TO BE DONE - Lay out the lines of the listing below as a numbered list, from its first line through the line that contains "74 42 L 75 44", inclusive. Skip blank lines and leave out the picture.

MATERIAL PROVIDED -
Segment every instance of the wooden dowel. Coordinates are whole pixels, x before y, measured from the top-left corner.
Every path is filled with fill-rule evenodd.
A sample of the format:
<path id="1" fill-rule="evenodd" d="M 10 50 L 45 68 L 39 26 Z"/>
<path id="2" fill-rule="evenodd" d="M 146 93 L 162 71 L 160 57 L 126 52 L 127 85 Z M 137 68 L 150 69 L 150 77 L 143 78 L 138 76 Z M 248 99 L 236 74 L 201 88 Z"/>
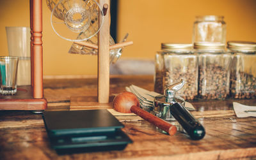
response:
<path id="1" fill-rule="evenodd" d="M 74 42 L 75 44 L 77 44 L 79 45 L 83 45 L 86 47 L 89 47 L 93 49 L 97 50 L 98 49 L 98 46 L 94 44 L 92 44 L 92 43 L 89 42 L 86 42 L 86 41 L 75 41 Z"/>
<path id="2" fill-rule="evenodd" d="M 83 45 L 83 46 L 84 46 L 84 47 L 89 47 L 89 48 L 93 48 L 93 49 L 95 49 L 95 50 L 98 49 L 98 46 L 97 45 L 92 44 L 92 43 L 89 43 L 89 42 L 76 41 L 76 42 L 74 42 L 74 43 L 77 44 L 77 45 Z M 109 47 L 109 49 L 110 50 L 115 50 L 115 49 L 116 49 L 116 48 L 123 48 L 123 47 L 125 47 L 126 46 L 131 45 L 132 44 L 133 44 L 133 41 L 132 41 L 121 42 L 121 43 L 116 43 L 116 44 L 111 45 Z"/>
<path id="3" fill-rule="evenodd" d="M 107 14 L 108 8 L 108 4 L 105 3 L 103 5 L 103 8 L 102 8 L 103 15 L 105 16 Z"/>
<path id="4" fill-rule="evenodd" d="M 124 41 L 124 42 L 120 42 L 118 43 L 116 43 L 115 45 L 111 45 L 109 47 L 110 50 L 115 50 L 116 48 L 123 48 L 126 46 L 131 45 L 133 44 L 133 41 Z"/>

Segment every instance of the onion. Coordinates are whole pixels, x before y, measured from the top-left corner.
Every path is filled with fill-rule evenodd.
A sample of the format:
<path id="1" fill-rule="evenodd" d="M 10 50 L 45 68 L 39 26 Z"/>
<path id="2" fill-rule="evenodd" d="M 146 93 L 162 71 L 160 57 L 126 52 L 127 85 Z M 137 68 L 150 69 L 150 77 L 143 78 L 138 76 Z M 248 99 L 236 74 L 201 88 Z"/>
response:
<path id="1" fill-rule="evenodd" d="M 115 97 L 113 101 L 114 110 L 122 113 L 131 113 L 132 106 L 140 105 L 137 97 L 132 92 L 123 92 Z"/>

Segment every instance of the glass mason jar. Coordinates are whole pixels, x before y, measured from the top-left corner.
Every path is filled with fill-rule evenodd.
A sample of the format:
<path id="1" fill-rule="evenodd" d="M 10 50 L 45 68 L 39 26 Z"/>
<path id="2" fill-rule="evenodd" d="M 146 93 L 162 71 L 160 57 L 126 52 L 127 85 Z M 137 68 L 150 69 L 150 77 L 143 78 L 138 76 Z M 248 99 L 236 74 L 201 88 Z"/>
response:
<path id="1" fill-rule="evenodd" d="M 256 43 L 228 41 L 232 54 L 230 94 L 237 99 L 256 98 Z"/>
<path id="2" fill-rule="evenodd" d="M 161 44 L 161 51 L 156 55 L 155 92 L 163 94 L 167 87 L 183 79 L 185 85 L 176 95 L 187 100 L 196 96 L 198 58 L 191 52 L 192 46 L 191 44 Z"/>
<path id="3" fill-rule="evenodd" d="M 230 54 L 220 43 L 195 43 L 199 56 L 199 98 L 224 99 L 229 93 Z"/>
<path id="4" fill-rule="evenodd" d="M 196 17 L 192 42 L 226 43 L 226 23 L 224 17 L 205 15 Z"/>

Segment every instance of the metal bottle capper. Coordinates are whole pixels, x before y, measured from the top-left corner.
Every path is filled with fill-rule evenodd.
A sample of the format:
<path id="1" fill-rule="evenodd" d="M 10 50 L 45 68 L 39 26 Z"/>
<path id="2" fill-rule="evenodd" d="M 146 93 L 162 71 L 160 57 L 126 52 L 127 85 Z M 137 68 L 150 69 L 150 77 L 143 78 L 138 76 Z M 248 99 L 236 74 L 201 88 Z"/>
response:
<path id="1" fill-rule="evenodd" d="M 172 84 L 164 90 L 164 95 L 156 96 L 154 110 L 157 116 L 164 120 L 174 117 L 193 140 L 200 140 L 205 135 L 204 126 L 185 108 L 185 101 L 175 96 L 177 91 L 182 88 L 185 81 Z"/>

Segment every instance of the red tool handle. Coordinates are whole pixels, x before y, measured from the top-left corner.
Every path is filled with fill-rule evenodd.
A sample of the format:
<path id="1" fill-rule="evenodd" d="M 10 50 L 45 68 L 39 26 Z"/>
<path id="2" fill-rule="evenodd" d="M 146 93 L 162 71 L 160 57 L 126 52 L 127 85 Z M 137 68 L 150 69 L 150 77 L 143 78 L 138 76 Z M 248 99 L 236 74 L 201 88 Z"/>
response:
<path id="1" fill-rule="evenodd" d="M 177 127 L 175 126 L 165 122 L 163 119 L 152 114 L 150 114 L 140 107 L 132 106 L 131 107 L 131 112 L 138 115 L 148 122 L 153 124 L 162 130 L 167 132 L 171 136 L 173 135 L 177 132 Z"/>

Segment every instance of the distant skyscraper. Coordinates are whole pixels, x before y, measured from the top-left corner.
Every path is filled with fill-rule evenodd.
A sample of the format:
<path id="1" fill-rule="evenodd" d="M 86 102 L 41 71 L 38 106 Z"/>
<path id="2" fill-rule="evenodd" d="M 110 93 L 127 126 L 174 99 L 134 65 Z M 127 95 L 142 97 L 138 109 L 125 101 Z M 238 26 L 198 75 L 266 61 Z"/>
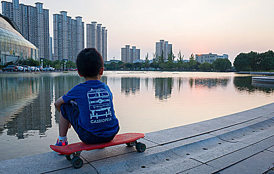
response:
<path id="1" fill-rule="evenodd" d="M 85 48 L 84 22 L 82 17 L 72 19 L 67 11 L 53 14 L 53 61 L 71 61 L 75 62 L 77 55 Z"/>
<path id="2" fill-rule="evenodd" d="M 43 9 L 43 3 L 35 6 L 1 1 L 3 15 L 11 18 L 18 26 L 23 36 L 40 50 L 39 57 L 49 59 L 49 10 Z"/>
<path id="3" fill-rule="evenodd" d="M 52 37 L 49 37 L 49 59 L 52 61 Z"/>
<path id="4" fill-rule="evenodd" d="M 85 23 L 82 22 L 82 17 L 78 16 L 76 20 L 72 20 L 72 37 L 73 43 L 73 60 L 72 61 L 76 62 L 77 55 L 83 49 L 85 48 Z"/>
<path id="5" fill-rule="evenodd" d="M 163 54 L 164 60 L 167 60 L 172 52 L 172 44 L 169 44 L 169 41 L 160 40 L 160 42 L 156 42 L 156 56 L 160 57 Z"/>
<path id="6" fill-rule="evenodd" d="M 107 61 L 107 30 L 102 24 L 91 22 L 87 24 L 87 47 L 95 48 L 104 61 Z"/>
<path id="7" fill-rule="evenodd" d="M 124 63 L 133 63 L 140 60 L 140 49 L 136 49 L 136 46 L 126 45 L 125 48 L 121 48 L 121 60 Z"/>

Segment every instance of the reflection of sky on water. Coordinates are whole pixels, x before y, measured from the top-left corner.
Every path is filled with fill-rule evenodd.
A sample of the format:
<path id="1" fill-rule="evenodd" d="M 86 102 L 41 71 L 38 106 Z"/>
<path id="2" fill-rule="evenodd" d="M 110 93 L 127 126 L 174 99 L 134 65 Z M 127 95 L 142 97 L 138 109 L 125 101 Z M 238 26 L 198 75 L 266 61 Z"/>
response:
<path id="1" fill-rule="evenodd" d="M 84 80 L 75 73 L 1 75 L 0 148 L 22 141 L 22 150 L 11 146 L 3 159 L 29 155 L 29 148 L 49 151 L 58 135 L 53 103 Z M 274 87 L 252 85 L 251 76 L 232 73 L 105 72 L 101 81 L 113 93 L 121 133 L 156 131 L 273 102 Z M 70 142 L 79 141 L 70 134 Z M 42 147 L 30 144 L 37 140 Z"/>

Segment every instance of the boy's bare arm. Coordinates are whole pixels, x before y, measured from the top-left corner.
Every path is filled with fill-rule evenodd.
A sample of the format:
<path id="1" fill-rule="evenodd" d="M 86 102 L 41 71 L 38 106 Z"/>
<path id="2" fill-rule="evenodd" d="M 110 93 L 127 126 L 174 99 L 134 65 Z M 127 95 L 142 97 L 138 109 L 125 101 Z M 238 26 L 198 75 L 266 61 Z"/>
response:
<path id="1" fill-rule="evenodd" d="M 56 108 L 56 109 L 57 109 L 58 112 L 60 112 L 61 105 L 64 103 L 65 103 L 65 101 L 64 101 L 64 100 L 63 100 L 63 98 L 62 96 L 57 99 L 57 100 L 54 103 L 55 108 Z"/>

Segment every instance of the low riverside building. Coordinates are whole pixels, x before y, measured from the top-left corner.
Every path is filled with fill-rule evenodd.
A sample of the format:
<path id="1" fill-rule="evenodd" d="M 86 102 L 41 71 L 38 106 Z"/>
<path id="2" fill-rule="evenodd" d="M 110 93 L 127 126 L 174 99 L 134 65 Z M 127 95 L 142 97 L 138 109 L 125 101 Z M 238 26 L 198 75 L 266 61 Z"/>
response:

RESULT -
1. Segment every instance of the wooden dowel. Coordinates are whole pixels, x before y, measured from the top-left corner.
2. Every path is filled with fill-rule evenodd.
3. A sample of the format:
4. <path id="1" fill-rule="evenodd" d="M 10 50 L 45 68 L 39 26 Z"/>
5. <path id="2" fill-rule="evenodd" d="M 146 93 L 162 71 L 160 57 L 126 52 L 127 85 Z M 137 68 L 150 69 L 150 77 L 143 78 L 138 76 Z M 248 99 L 236 74 L 201 88 Z"/>
6. response:
7. <path id="1" fill-rule="evenodd" d="M 74 42 L 75 44 L 77 44 L 79 45 L 83 45 L 86 47 L 89 47 L 93 49 L 97 50 L 98 49 L 98 46 L 94 44 L 92 44 L 92 43 L 89 42 L 86 42 L 86 41 L 75 41 Z"/>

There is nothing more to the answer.